■ **Task to carry out**: Could you reproduce all of the records below word for word, changing nothing?

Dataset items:
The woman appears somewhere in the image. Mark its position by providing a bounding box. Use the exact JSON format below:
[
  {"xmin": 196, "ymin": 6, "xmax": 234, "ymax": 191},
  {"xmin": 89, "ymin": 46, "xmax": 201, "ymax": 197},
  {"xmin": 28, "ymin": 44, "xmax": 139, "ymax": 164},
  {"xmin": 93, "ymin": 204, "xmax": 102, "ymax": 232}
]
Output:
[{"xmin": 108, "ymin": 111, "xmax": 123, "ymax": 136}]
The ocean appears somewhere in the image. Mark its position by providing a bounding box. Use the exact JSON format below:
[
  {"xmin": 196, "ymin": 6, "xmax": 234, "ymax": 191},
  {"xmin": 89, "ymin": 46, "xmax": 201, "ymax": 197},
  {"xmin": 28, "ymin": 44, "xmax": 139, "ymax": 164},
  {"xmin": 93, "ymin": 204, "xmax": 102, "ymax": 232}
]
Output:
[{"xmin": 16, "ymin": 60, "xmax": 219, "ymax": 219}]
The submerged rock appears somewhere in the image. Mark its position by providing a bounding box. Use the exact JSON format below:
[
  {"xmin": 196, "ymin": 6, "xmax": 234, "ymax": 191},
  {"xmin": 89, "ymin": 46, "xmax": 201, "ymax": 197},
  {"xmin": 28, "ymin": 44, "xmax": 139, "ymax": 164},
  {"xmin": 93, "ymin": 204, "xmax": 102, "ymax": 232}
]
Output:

■ **Response to this exercise**:
The woman appears somewhere in the image. Mark its position by providing a bounding box. Use the exact JSON format below:
[
  {"xmin": 196, "ymin": 6, "xmax": 234, "ymax": 191},
  {"xmin": 89, "ymin": 46, "xmax": 201, "ymax": 197},
  {"xmin": 28, "ymin": 44, "xmax": 139, "ymax": 164},
  {"xmin": 93, "ymin": 204, "xmax": 102, "ymax": 232}
]
Output:
[{"xmin": 108, "ymin": 111, "xmax": 123, "ymax": 136}]
The ocean appears somewhere in the image. Mark its position by providing a bounding box. Use the exact JSON format below:
[
  {"xmin": 196, "ymin": 6, "xmax": 234, "ymax": 191},
  {"xmin": 89, "ymin": 46, "xmax": 201, "ymax": 197},
  {"xmin": 28, "ymin": 44, "xmax": 139, "ymax": 164},
  {"xmin": 93, "ymin": 204, "xmax": 102, "ymax": 232}
]
Output:
[{"xmin": 16, "ymin": 60, "xmax": 219, "ymax": 219}]
The submerged rock appears somewhere in the image. Mark its position by providing a bounding box. Use the exact JSON format below:
[
  {"xmin": 196, "ymin": 6, "xmax": 234, "ymax": 191},
  {"xmin": 89, "ymin": 46, "xmax": 201, "ymax": 197},
  {"xmin": 28, "ymin": 44, "xmax": 139, "ymax": 164},
  {"xmin": 93, "ymin": 204, "xmax": 102, "ymax": 232}
]
Output:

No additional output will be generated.